• [Written problem 1] Below, after the passage, are some records. Repeat those records exactly, starting at the line with "Q. Locate the man's" and ending with the line with "pixel 631 553", both lines included.

-- Start Passage given --

A. Alvey Discovers the Fire, and the Authorities Investigate.

On Friday morning, February 19, 2016, Alvey left her home with her children, dropped them off at school, and headed to her work office in Paducah. (Alvey EUO, p. 77). Alvey started working for Mass Mutual selling life insurance shortly after a divorce and moving to Paducah from Metropolis. (Alvey Depo., pp. 33-35; Alvey EUO, pp. 17-19). She only stayed at the Paducah office until around 9:00 AM, at which point she headed to Nashville, Tennessee for the weekend to stay with her boyfriend, Toney Standley. (Alvey EUO, p. 77). Standley is a firefighter who Alvey began seeing in 2015. (Alvey EUO, p. 65). Standley lives in Nashville, and Alvey often spent the weekends there. (Alvey EUO, pp. 66-77). Alvey arrived at her work office in Nashville at around noon and had lunch with Standley. (Alvey EUO, pp. 78-80).

-- End Passage given --
-- Start Dataset excerpts --

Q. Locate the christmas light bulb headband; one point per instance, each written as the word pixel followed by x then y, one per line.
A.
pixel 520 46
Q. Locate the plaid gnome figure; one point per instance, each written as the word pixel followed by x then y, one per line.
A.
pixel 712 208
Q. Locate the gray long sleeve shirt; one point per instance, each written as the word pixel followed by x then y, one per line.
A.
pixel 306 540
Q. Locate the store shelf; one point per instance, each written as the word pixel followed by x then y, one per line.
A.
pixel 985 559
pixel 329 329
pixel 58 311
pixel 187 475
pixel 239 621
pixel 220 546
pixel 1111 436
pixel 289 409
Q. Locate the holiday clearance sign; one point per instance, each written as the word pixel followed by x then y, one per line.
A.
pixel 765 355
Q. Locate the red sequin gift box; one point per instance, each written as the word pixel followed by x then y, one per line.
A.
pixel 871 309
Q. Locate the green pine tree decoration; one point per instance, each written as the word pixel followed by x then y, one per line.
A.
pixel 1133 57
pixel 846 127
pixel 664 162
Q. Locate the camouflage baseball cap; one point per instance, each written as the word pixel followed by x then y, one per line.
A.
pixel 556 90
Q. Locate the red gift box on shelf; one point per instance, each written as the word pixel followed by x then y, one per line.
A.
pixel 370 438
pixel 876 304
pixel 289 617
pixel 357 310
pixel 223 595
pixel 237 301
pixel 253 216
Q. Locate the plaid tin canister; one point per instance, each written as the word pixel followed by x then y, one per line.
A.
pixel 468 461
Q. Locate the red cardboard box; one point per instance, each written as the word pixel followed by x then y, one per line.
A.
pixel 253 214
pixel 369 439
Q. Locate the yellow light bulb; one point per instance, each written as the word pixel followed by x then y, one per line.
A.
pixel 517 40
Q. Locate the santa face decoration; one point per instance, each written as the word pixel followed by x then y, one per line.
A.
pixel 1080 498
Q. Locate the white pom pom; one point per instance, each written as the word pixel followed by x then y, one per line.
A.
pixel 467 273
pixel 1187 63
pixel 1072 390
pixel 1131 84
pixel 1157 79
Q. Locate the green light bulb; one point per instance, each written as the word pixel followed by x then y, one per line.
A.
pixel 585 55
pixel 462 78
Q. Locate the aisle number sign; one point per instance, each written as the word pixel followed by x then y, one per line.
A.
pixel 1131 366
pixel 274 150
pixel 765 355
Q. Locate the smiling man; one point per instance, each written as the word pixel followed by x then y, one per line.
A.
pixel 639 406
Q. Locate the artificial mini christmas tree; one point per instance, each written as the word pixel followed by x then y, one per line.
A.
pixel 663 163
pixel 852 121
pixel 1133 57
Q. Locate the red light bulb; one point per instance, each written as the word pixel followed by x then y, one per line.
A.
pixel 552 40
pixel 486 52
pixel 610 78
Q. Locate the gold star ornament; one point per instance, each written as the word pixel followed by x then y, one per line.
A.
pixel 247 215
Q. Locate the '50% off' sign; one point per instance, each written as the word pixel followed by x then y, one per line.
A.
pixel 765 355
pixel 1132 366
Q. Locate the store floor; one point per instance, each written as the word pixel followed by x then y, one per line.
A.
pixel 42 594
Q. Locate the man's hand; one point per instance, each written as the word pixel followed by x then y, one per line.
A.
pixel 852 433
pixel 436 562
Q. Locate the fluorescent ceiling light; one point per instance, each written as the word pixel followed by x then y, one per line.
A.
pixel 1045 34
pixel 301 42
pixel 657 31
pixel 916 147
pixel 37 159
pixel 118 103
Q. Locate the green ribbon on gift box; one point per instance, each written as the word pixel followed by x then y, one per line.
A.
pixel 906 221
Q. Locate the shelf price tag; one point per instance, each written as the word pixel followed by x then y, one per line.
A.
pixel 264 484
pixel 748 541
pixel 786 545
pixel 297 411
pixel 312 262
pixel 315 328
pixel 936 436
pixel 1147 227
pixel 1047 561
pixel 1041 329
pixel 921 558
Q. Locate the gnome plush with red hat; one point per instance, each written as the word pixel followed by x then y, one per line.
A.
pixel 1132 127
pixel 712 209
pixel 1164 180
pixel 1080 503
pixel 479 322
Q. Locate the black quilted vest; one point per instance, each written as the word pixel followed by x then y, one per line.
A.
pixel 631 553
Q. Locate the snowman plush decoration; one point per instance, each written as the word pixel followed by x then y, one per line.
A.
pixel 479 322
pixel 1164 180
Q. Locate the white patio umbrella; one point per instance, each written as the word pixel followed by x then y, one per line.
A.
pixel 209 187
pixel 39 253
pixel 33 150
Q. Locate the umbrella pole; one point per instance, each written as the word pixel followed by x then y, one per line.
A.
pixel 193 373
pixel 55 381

-- End Dataset excerpts --

• [Written problem 2] Reproduce the fire investigation passage word for word from "On Friday morning, February" up to and including "EUO, pp. 78-80).".

• [Complete response 1]
Q. Locate the man's hand; one point per instance, each written as the word pixel followed by x then y, one per line.
A.
pixel 852 433
pixel 436 562
Q. Locate the fluorescent ceiling light; one point per instance, each written as the word pixel followed by x then y, one per line.
A.
pixel 1045 34
pixel 301 42
pixel 657 31
pixel 916 147
pixel 37 159
pixel 118 103
Q. Locate the green ribbon on gift box; one point per instance, each written as the word pixel followed by x then y, one per line.
A.
pixel 906 221
Q. Locate the shelf price tag; one point per instance, each written as the word pixel followed by x then y, one per line.
A.
pixel 264 484
pixel 748 541
pixel 786 545
pixel 297 411
pixel 312 262
pixel 315 328
pixel 936 436
pixel 1147 227
pixel 1047 561
pixel 1041 329
pixel 921 558
Q. Locate the gnome plush with red hat; one point per instance, each written as the word pixel followed by x then y, one per line.
A.
pixel 1132 127
pixel 712 209
pixel 1164 180
pixel 1080 503
pixel 479 322
Q. Locate the black quilted vest; one point per instance, each written as the word pixel followed by x then y, one per line.
A.
pixel 631 553

• [Complete response 2]
On Friday morning, February 19, 2016, Alvey left her home with her children, dropped them off at school, and headed to her work office in Paducah. (Alvey EUO, p. 77). Alvey started working for Mass Mutual selling life insurance shortly after a divorce and moving to Paducah from Metropolis. (Alvey Depo., pp. 33-35; Alvey EUO, pp. 17-19). She only stayed at the Paducah office until around 9:00 AM, at which point she headed to Nashville, Tennessee for the weekend to stay with her boyfriend, Toney Standley. (Alvey EUO, p. 77). Standley is a firefighter who Alvey began seeing in 2015. (Alvey EUO, p. 65). Standley lives in Nashville, and Alvey often spent the weekends there. (Alvey EUO, pp. 66-77). Alvey arrived at her work office in Nashville at around noon and had lunch with Standley. (Alvey EUO, pp. 78-80).